## Aim of the task
Find the line with "slab in the photo above.", then retype it and each later line through the last, exactly. Leave out pictures.

## Material provided
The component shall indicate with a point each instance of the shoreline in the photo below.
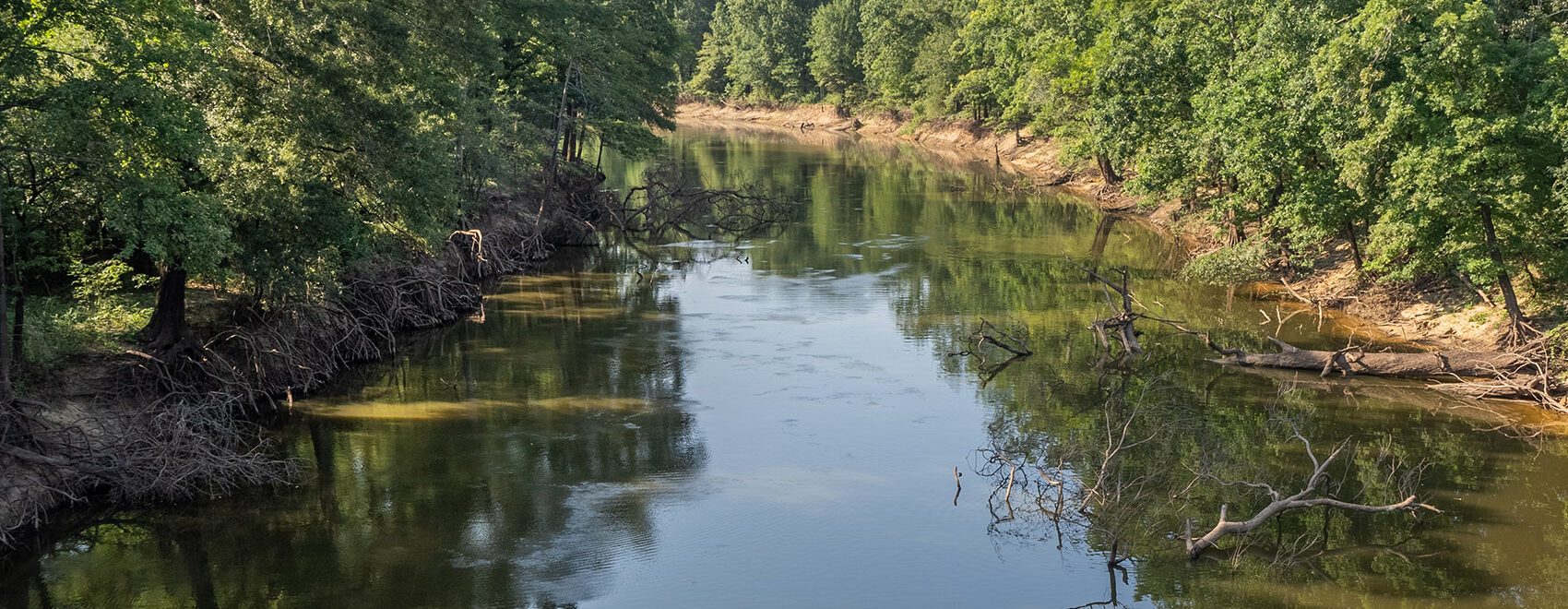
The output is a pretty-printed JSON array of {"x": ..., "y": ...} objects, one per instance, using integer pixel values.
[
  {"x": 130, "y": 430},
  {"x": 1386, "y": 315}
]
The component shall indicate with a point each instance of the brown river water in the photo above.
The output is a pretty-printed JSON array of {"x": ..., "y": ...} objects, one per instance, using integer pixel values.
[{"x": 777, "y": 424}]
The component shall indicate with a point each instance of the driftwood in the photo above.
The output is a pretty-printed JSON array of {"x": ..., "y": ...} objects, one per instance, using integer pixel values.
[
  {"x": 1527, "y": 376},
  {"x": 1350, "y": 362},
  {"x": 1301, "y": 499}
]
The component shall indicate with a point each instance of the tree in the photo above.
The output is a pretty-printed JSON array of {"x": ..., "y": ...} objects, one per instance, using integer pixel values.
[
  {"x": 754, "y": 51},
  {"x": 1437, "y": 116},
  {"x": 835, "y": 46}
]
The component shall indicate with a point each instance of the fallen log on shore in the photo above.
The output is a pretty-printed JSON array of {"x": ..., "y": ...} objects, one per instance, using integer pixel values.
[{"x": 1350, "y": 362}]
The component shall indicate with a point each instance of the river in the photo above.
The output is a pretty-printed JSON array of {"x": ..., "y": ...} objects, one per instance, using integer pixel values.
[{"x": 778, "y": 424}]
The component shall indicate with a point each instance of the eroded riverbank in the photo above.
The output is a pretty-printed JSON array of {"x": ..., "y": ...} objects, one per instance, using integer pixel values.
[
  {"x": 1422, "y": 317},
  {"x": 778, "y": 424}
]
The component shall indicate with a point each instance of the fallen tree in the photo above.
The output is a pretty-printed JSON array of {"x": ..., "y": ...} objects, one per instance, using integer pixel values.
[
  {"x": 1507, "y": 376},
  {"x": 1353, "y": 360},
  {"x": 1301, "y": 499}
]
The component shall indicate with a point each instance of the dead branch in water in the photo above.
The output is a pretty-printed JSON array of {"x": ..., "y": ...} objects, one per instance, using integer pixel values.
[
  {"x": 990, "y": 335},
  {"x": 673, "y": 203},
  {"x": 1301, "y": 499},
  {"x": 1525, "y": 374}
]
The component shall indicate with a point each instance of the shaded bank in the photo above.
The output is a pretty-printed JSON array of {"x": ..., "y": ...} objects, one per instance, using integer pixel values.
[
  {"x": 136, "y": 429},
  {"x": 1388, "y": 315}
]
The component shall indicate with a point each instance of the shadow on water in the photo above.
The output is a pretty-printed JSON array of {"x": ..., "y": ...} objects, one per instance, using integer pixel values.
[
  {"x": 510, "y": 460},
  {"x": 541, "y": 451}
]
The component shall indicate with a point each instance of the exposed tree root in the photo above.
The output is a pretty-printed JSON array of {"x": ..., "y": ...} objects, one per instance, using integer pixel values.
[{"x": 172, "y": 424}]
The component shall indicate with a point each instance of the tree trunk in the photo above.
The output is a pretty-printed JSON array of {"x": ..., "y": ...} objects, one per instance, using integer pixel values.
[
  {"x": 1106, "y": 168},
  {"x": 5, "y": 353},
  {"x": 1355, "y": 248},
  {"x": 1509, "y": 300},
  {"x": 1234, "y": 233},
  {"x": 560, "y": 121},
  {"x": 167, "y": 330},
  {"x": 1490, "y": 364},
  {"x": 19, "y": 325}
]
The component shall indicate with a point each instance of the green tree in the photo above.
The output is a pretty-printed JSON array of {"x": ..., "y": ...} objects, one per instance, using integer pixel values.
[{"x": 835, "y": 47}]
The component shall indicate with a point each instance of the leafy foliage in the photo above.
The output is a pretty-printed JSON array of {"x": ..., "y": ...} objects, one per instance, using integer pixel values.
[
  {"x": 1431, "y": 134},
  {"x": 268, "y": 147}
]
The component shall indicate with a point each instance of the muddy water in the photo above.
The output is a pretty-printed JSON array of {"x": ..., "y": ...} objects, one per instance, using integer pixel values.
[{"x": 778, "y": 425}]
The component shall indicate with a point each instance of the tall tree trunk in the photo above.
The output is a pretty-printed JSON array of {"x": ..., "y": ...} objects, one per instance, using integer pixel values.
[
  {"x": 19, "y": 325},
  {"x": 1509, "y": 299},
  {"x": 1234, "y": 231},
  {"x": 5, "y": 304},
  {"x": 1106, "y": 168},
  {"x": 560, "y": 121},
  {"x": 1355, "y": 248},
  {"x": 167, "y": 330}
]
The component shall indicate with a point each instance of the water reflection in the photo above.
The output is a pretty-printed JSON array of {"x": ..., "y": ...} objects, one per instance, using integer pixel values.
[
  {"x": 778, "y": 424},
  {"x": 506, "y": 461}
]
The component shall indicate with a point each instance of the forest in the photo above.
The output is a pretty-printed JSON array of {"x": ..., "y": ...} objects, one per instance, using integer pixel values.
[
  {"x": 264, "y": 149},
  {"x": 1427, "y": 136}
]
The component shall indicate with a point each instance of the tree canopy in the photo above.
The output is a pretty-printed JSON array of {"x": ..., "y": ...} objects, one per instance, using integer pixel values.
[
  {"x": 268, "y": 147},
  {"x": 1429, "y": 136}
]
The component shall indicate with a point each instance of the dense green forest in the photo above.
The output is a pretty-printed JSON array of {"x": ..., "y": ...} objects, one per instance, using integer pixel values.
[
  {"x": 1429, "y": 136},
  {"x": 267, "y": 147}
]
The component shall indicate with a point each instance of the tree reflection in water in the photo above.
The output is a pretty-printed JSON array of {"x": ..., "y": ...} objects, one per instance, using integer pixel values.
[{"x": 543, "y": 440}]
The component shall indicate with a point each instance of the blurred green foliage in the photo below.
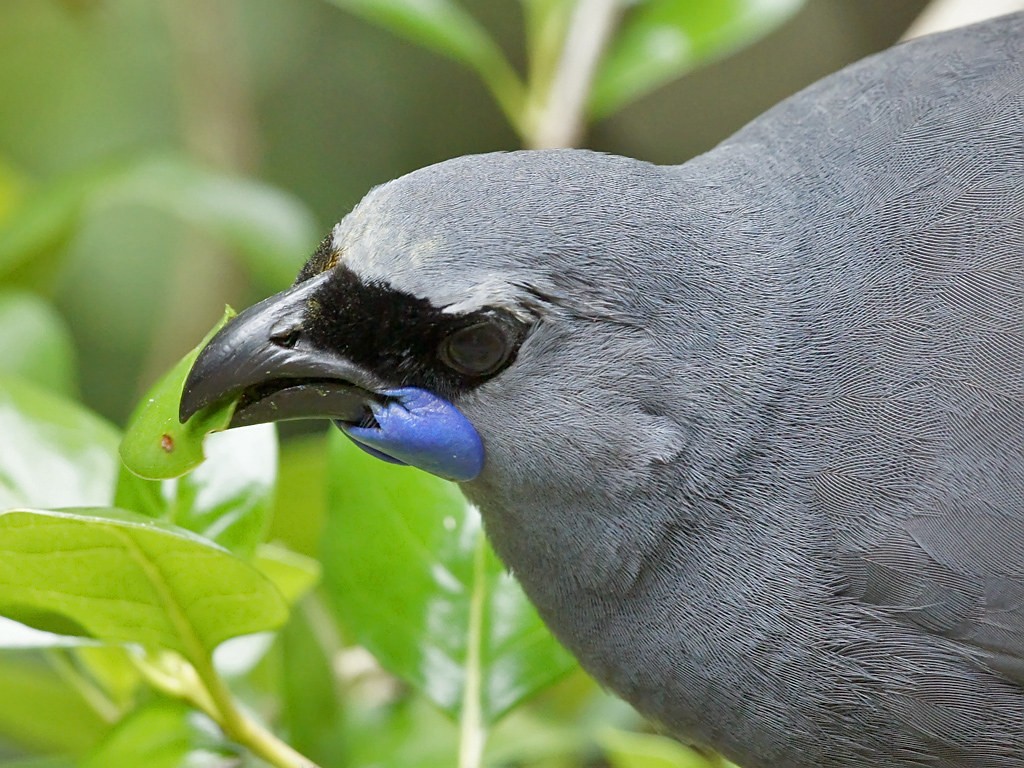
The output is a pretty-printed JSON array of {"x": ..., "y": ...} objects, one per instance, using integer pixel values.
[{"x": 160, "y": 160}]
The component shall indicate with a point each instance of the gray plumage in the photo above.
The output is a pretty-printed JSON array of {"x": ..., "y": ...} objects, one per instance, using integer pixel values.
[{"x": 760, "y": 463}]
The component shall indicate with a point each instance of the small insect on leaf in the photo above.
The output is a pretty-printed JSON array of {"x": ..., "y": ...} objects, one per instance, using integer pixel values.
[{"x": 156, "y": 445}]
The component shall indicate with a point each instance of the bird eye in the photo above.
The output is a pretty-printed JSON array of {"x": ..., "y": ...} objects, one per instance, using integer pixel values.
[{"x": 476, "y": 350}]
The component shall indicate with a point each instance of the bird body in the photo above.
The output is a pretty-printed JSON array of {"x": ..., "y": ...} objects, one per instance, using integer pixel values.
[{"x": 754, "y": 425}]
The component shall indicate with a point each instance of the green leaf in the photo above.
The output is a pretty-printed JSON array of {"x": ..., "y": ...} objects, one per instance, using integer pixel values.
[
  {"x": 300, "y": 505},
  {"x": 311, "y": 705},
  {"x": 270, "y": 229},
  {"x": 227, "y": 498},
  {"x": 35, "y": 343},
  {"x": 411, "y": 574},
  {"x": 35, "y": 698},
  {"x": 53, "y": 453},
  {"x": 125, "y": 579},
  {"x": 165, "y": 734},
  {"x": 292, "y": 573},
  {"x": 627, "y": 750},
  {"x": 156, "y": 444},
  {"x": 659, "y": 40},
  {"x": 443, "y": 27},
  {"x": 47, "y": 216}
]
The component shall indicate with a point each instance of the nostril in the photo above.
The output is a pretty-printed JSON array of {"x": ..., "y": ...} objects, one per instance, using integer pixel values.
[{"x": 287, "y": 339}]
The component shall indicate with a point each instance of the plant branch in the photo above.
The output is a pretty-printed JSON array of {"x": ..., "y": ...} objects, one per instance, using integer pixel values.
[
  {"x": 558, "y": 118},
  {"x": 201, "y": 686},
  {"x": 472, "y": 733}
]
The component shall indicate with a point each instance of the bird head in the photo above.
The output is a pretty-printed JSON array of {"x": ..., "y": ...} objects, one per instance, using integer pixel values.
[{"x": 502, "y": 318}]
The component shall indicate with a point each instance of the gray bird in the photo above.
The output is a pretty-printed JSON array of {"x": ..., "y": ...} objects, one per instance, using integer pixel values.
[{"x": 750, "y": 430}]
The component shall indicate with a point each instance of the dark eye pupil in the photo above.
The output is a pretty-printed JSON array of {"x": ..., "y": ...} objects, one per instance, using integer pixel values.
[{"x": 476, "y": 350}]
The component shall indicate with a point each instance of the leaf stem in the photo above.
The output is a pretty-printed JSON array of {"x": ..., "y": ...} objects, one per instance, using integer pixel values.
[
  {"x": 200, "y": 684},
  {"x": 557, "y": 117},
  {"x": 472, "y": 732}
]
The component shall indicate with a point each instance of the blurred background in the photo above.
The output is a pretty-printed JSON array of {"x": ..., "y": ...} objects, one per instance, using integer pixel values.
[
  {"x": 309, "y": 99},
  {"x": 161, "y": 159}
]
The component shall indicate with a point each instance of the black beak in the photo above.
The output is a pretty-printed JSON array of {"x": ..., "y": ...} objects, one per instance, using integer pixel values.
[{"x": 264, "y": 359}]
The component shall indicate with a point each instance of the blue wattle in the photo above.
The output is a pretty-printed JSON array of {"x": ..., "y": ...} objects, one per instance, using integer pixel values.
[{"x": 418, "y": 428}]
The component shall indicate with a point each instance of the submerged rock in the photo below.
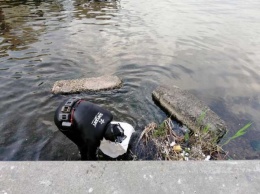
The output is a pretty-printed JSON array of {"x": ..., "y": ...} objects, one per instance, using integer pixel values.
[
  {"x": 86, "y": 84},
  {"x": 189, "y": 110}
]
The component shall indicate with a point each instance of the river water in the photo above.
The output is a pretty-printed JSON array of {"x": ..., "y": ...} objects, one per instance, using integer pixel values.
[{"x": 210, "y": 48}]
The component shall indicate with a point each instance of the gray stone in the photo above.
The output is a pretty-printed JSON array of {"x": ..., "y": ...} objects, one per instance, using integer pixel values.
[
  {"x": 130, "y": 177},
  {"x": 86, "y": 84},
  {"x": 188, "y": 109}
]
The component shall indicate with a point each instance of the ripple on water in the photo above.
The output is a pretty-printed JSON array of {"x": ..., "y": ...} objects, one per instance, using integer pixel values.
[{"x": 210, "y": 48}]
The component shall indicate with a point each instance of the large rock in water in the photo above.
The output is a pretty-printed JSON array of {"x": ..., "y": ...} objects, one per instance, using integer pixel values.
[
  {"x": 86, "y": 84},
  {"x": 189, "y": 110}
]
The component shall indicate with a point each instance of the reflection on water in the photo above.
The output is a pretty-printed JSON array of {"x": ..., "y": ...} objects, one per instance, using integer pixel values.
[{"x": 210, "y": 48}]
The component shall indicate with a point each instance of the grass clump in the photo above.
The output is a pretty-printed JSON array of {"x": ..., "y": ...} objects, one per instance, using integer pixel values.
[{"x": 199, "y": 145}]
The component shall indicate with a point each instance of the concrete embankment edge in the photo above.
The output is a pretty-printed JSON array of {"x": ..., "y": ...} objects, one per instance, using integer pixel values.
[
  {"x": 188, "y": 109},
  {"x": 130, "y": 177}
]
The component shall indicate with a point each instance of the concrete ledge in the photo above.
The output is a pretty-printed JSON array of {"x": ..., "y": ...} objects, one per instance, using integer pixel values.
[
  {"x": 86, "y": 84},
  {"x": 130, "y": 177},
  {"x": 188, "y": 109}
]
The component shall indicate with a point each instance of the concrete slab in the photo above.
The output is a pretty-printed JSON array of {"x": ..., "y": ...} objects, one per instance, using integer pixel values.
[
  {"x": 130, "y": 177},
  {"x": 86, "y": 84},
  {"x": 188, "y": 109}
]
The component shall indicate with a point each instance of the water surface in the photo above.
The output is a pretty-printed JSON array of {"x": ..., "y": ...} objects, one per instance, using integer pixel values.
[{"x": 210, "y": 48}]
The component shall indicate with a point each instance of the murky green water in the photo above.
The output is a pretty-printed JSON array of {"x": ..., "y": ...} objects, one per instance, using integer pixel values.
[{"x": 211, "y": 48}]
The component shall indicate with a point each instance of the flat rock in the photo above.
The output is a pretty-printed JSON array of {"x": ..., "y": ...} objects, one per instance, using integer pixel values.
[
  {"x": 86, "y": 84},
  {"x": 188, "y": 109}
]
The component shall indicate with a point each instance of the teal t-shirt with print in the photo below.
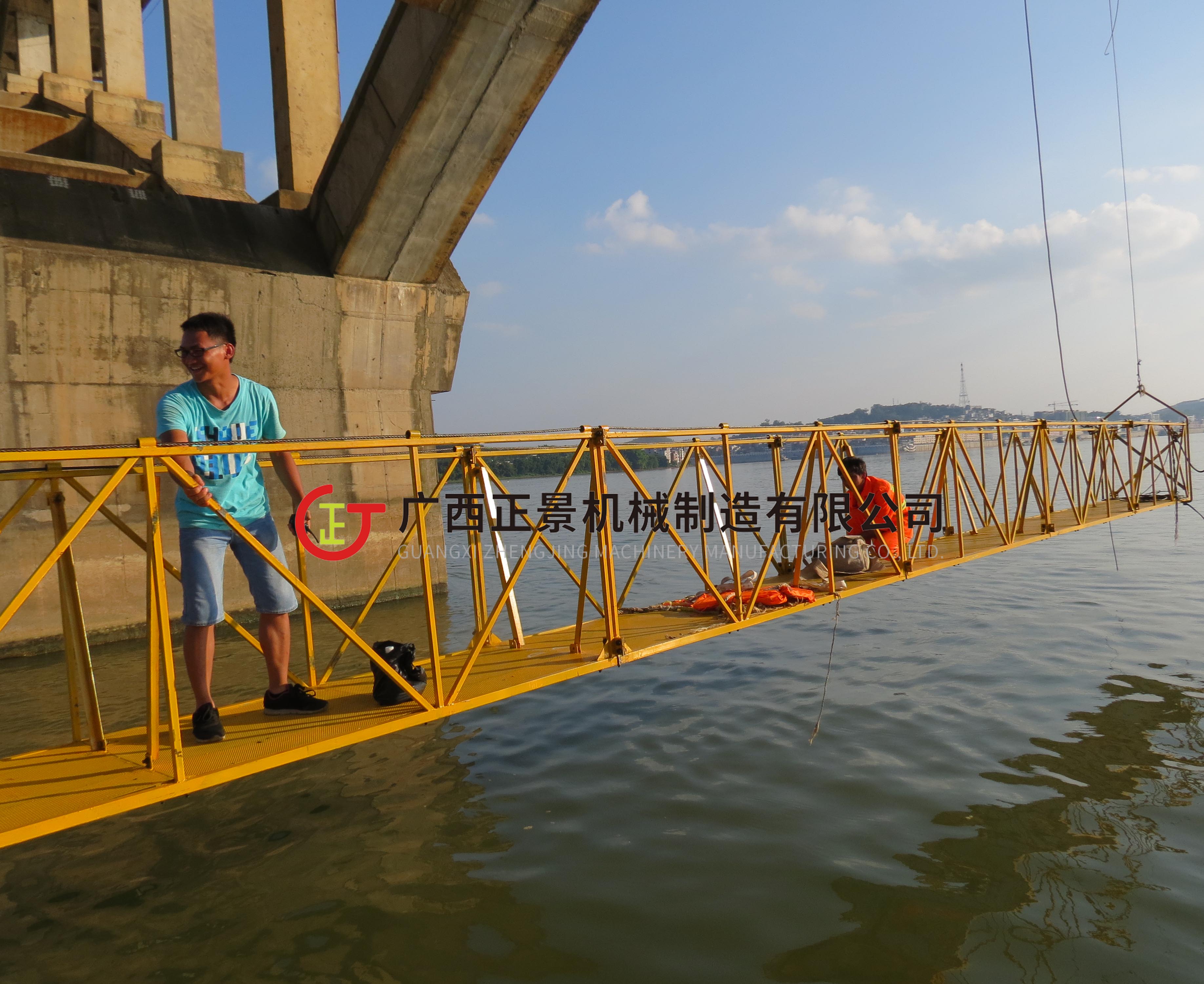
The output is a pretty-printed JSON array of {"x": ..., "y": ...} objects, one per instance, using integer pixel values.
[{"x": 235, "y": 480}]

## Result below
The component shall indicate with a point each instance of the concrete slab in the photo above.
The output is a pretty-printed JSON array of {"x": ..., "y": ...} objects, one per instance, using integer pixel values.
[
  {"x": 130, "y": 177},
  {"x": 86, "y": 84},
  {"x": 188, "y": 109}
]
The component shall indicate with a point each instance of the water surface in the photo above.
The output is a pretty-printed JSON array of {"x": ..., "y": ...} objects, one per instance, using integer pixel values.
[{"x": 210, "y": 48}]
The component shall indicate with a point each instance of the murky green water in the photo above.
The output is a pretty-printed JSON array of {"x": ..., "y": ...} objects, one per instance, using integer pixel values.
[{"x": 211, "y": 48}]
The component shall indicate with a point each instance of the flat rock in the photo above.
The output is a pretty-printed JSON array of {"x": ..., "y": ...} objects, one per instance, using integer pixel values.
[
  {"x": 86, "y": 84},
  {"x": 188, "y": 109}
]
The component shall indicate with a point each instance of the teal t-shirt with print in the photo below.
The output is a pretty-printed JSON array of {"x": ..., "y": ...} objects, one per instance, using integer pixel values.
[{"x": 235, "y": 480}]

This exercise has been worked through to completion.